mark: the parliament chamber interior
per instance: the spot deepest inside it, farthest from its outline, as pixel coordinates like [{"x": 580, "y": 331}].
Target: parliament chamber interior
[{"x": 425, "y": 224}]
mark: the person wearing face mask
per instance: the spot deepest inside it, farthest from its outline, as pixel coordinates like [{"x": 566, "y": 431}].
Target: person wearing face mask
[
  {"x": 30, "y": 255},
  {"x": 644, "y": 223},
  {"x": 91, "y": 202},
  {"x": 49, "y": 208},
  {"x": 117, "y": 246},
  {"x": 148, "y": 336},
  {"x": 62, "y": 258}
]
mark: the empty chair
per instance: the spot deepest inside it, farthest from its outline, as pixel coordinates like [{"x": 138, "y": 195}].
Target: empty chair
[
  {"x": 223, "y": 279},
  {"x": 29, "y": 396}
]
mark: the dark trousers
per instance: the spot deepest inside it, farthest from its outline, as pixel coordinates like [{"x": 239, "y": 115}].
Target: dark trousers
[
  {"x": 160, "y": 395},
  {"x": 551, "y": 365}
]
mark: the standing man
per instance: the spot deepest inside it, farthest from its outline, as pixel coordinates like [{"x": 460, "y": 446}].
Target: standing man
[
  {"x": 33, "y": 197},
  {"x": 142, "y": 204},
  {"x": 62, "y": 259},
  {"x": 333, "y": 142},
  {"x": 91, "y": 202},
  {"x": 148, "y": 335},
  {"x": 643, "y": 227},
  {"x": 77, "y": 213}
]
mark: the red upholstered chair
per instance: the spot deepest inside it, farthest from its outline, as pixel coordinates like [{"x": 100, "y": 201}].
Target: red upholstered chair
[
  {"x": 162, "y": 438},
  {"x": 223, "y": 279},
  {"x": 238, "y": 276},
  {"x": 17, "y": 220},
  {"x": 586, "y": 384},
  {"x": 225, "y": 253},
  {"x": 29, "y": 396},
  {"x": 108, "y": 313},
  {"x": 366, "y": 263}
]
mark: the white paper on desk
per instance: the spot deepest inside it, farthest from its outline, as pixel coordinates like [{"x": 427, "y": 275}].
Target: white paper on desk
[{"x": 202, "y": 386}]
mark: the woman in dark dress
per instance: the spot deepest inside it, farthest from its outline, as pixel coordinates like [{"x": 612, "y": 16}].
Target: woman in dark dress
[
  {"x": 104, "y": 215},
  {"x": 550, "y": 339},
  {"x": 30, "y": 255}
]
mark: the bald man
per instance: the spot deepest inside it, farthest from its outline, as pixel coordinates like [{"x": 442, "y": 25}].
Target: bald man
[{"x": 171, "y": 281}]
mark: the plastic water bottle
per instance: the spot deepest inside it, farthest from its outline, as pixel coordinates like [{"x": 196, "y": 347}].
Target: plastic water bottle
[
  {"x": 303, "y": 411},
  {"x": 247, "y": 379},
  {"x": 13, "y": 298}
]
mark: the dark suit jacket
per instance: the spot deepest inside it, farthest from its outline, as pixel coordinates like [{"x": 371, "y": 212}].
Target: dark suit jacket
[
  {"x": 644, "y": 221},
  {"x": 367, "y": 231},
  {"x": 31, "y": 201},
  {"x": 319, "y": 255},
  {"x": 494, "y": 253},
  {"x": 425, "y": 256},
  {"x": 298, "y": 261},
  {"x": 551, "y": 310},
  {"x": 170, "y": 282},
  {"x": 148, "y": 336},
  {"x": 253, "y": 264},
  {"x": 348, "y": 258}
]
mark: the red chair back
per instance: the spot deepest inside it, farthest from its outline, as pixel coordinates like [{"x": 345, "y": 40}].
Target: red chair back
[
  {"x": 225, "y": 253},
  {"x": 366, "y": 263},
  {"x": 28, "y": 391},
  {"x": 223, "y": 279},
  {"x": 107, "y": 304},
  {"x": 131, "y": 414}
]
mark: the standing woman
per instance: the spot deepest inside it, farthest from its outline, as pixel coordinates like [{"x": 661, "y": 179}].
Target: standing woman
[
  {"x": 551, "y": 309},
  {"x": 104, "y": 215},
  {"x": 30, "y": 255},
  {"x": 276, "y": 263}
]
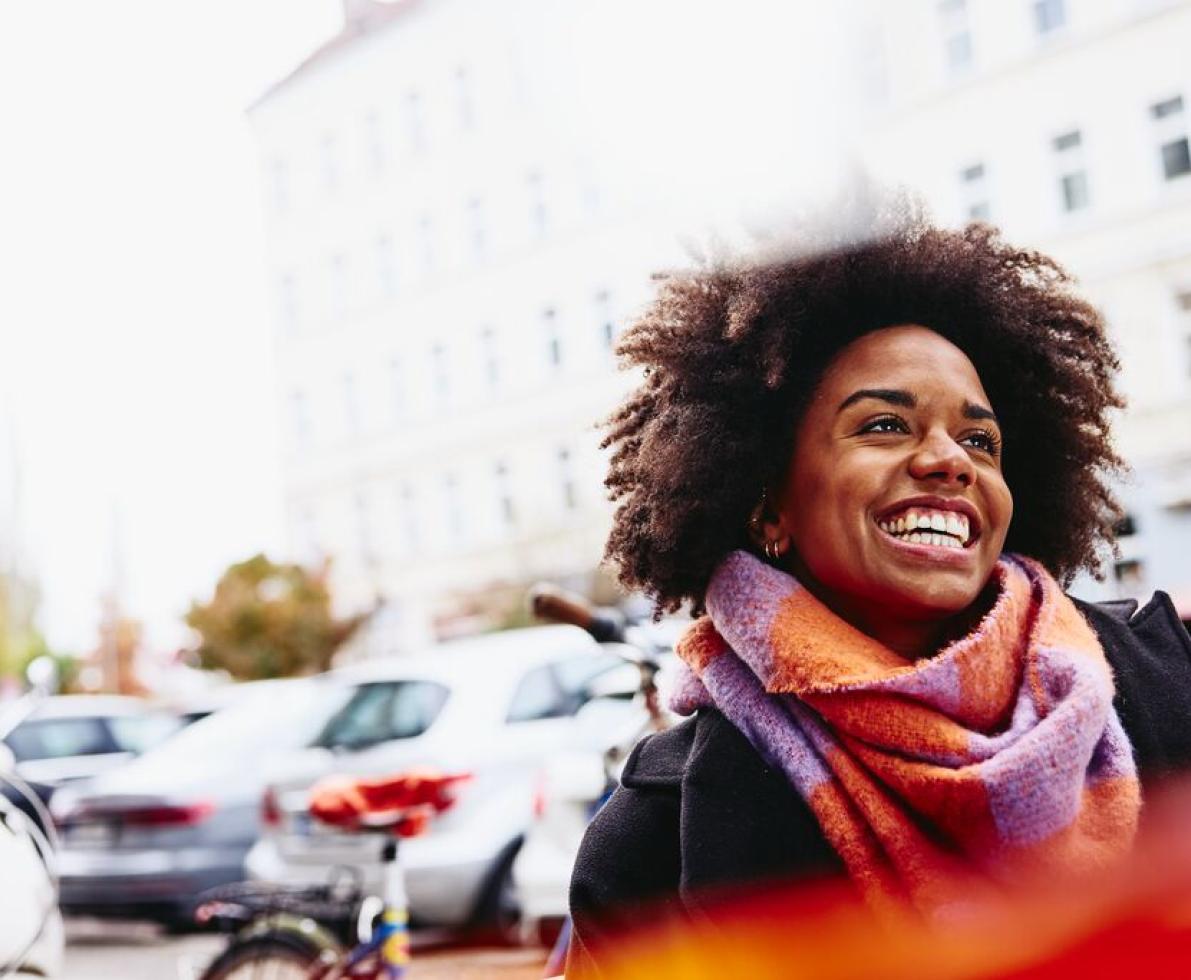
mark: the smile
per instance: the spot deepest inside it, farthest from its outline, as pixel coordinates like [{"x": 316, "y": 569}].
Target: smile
[{"x": 930, "y": 526}]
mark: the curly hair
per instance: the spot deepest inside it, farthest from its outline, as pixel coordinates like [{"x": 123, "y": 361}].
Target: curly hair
[{"x": 731, "y": 354}]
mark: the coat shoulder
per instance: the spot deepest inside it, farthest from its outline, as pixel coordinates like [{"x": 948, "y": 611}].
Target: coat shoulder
[{"x": 1149, "y": 653}]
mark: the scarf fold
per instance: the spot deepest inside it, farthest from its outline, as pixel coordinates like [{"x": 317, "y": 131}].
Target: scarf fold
[{"x": 998, "y": 757}]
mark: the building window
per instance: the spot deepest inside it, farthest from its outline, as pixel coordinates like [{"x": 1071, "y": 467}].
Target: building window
[
  {"x": 397, "y": 388},
  {"x": 567, "y": 479},
  {"x": 299, "y": 410},
  {"x": 1068, "y": 150},
  {"x": 306, "y": 534},
  {"x": 426, "y": 243},
  {"x": 974, "y": 193},
  {"x": 279, "y": 186},
  {"x": 386, "y": 264},
  {"x": 553, "y": 341},
  {"x": 287, "y": 303},
  {"x": 440, "y": 375},
  {"x": 330, "y": 164},
  {"x": 463, "y": 101},
  {"x": 415, "y": 123},
  {"x": 475, "y": 228},
  {"x": 338, "y": 285},
  {"x": 363, "y": 529},
  {"x": 1170, "y": 124},
  {"x": 536, "y": 193},
  {"x": 504, "y": 495},
  {"x": 491, "y": 355},
  {"x": 953, "y": 17},
  {"x": 374, "y": 143},
  {"x": 1129, "y": 574},
  {"x": 1049, "y": 16},
  {"x": 603, "y": 303},
  {"x": 350, "y": 404},
  {"x": 1184, "y": 311},
  {"x": 1127, "y": 526},
  {"x": 454, "y": 506},
  {"x": 411, "y": 529}
]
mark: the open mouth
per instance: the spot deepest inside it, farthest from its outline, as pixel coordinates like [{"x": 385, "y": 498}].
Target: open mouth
[{"x": 930, "y": 525}]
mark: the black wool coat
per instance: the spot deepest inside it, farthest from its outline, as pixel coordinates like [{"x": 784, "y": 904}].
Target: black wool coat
[{"x": 699, "y": 812}]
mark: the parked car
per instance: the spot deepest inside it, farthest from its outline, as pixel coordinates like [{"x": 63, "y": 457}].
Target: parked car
[
  {"x": 31, "y": 936},
  {"x": 144, "y": 840},
  {"x": 493, "y": 706},
  {"x": 61, "y": 738}
]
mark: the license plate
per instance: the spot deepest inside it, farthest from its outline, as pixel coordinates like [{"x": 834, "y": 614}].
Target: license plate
[
  {"x": 306, "y": 828},
  {"x": 91, "y": 835}
]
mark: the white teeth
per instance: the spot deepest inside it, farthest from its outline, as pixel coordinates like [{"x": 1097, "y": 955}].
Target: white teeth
[{"x": 935, "y": 528}]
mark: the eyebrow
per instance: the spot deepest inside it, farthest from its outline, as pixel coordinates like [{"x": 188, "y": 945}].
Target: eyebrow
[
  {"x": 906, "y": 400},
  {"x": 892, "y": 395}
]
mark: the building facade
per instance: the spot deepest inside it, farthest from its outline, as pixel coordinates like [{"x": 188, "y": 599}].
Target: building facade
[
  {"x": 1066, "y": 123},
  {"x": 449, "y": 269}
]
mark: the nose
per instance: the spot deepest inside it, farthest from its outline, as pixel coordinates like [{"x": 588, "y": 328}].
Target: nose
[{"x": 940, "y": 459}]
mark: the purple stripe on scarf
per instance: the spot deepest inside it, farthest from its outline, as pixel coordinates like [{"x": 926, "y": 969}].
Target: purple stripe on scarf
[
  {"x": 764, "y": 719},
  {"x": 743, "y": 598},
  {"x": 1035, "y": 785},
  {"x": 935, "y": 682},
  {"x": 1112, "y": 755}
]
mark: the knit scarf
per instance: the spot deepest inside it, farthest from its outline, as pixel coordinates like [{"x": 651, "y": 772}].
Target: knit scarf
[{"x": 998, "y": 757}]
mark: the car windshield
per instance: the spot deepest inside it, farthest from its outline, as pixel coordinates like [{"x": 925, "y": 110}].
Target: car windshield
[
  {"x": 282, "y": 716},
  {"x": 60, "y": 738}
]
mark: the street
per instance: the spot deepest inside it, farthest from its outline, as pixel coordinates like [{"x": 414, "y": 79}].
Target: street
[{"x": 120, "y": 950}]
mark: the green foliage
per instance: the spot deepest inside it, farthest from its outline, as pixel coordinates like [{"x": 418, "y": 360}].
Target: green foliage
[{"x": 269, "y": 620}]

■ **Task to carry out**:
Copy out the range of lines above starting at the line with "Target: parked car" and ending at the line with "mark: the white teeth", exactly and including both.

■ **Written answer**:
Target: parked car
[
  {"x": 31, "y": 936},
  {"x": 144, "y": 840},
  {"x": 493, "y": 706},
  {"x": 61, "y": 738}
]
mark: the license plate
per instance: the spot deepest inside it, farthest from its outline, as pixel coordinates like [{"x": 834, "y": 614}].
Target: license plate
[
  {"x": 306, "y": 828},
  {"x": 91, "y": 835}
]
mark: the white teeth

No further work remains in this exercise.